═════ RECORDS FOR THE TASK ═════
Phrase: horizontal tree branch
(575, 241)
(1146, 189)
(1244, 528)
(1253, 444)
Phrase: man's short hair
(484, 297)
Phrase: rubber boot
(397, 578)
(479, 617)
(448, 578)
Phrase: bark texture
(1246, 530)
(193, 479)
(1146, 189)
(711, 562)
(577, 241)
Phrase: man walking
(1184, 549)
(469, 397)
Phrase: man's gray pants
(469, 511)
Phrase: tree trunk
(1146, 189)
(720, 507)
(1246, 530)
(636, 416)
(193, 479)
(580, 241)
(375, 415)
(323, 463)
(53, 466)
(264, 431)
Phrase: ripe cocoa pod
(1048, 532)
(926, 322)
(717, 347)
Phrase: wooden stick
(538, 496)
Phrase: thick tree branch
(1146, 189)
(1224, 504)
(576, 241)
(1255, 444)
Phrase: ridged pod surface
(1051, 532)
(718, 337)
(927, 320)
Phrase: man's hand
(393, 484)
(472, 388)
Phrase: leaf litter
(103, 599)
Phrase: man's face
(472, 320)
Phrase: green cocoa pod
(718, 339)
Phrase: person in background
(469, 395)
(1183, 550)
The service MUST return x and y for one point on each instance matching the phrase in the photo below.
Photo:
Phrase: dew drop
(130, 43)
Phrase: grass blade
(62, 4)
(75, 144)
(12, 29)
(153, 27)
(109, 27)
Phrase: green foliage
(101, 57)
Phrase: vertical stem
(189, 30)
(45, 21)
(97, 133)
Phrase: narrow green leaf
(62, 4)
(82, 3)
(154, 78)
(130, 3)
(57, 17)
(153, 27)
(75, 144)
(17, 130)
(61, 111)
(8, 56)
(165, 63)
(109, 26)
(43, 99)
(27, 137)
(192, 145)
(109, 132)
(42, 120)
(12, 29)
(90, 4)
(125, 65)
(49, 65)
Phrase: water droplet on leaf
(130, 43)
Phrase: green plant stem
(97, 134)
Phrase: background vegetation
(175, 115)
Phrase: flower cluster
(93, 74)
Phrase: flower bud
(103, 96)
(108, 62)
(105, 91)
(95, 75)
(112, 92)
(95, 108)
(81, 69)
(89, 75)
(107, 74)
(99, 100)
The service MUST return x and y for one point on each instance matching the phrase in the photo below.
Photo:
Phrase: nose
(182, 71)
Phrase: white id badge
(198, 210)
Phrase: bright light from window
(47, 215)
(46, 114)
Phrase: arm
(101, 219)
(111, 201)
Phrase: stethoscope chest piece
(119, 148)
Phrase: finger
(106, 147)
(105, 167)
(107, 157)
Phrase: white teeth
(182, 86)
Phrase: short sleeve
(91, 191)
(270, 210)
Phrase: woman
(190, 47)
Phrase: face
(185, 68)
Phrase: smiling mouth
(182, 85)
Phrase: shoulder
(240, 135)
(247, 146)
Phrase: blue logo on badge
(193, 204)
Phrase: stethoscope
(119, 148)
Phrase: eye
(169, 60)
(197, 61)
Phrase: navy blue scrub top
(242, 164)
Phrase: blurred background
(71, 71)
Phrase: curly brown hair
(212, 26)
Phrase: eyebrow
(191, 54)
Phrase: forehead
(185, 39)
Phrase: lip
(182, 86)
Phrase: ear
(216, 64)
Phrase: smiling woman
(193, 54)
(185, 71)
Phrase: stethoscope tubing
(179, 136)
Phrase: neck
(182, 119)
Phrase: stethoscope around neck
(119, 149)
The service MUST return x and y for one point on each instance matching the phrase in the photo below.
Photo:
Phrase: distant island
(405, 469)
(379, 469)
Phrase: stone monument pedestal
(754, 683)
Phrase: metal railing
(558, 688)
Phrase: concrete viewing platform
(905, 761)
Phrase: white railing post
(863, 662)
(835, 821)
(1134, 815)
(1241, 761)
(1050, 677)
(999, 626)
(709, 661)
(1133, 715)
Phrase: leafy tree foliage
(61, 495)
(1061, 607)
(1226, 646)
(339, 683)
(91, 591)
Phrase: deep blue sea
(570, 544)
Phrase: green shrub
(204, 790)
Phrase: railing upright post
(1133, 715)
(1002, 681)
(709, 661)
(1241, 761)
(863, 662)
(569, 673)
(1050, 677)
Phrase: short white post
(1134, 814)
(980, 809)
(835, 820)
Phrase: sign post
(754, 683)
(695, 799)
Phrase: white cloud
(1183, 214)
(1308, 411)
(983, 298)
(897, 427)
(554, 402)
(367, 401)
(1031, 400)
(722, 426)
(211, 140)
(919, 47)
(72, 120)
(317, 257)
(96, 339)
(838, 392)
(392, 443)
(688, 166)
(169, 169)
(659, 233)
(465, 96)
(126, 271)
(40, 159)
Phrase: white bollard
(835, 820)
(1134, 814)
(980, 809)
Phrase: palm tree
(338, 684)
═════
### WORK TO COMPLETE
Format the lines of the data from the one holding "Phrase: short white post" through the last line, both included, as a numbered list, skipping any blank lines.

### FINAL RESULT
1. Phrase: short white post
2. (1134, 814)
3. (980, 809)
4. (835, 820)
5. Phrase: sign post
6. (754, 683)
7. (695, 799)
8. Phrase: white cloud
9. (1183, 214)
10. (1308, 411)
11. (983, 298)
12. (897, 427)
13. (554, 402)
14. (367, 401)
15. (1031, 400)
16. (722, 426)
17. (211, 140)
18. (919, 47)
19. (72, 120)
20. (317, 257)
21. (96, 339)
22. (838, 392)
23. (392, 443)
24. (688, 166)
25. (169, 169)
26. (659, 233)
27. (465, 96)
28. (126, 271)
29. (40, 159)
30. Phrase: white bollard
31. (835, 820)
32. (1134, 814)
33. (980, 809)
34. Phrase: palm tree
35. (338, 684)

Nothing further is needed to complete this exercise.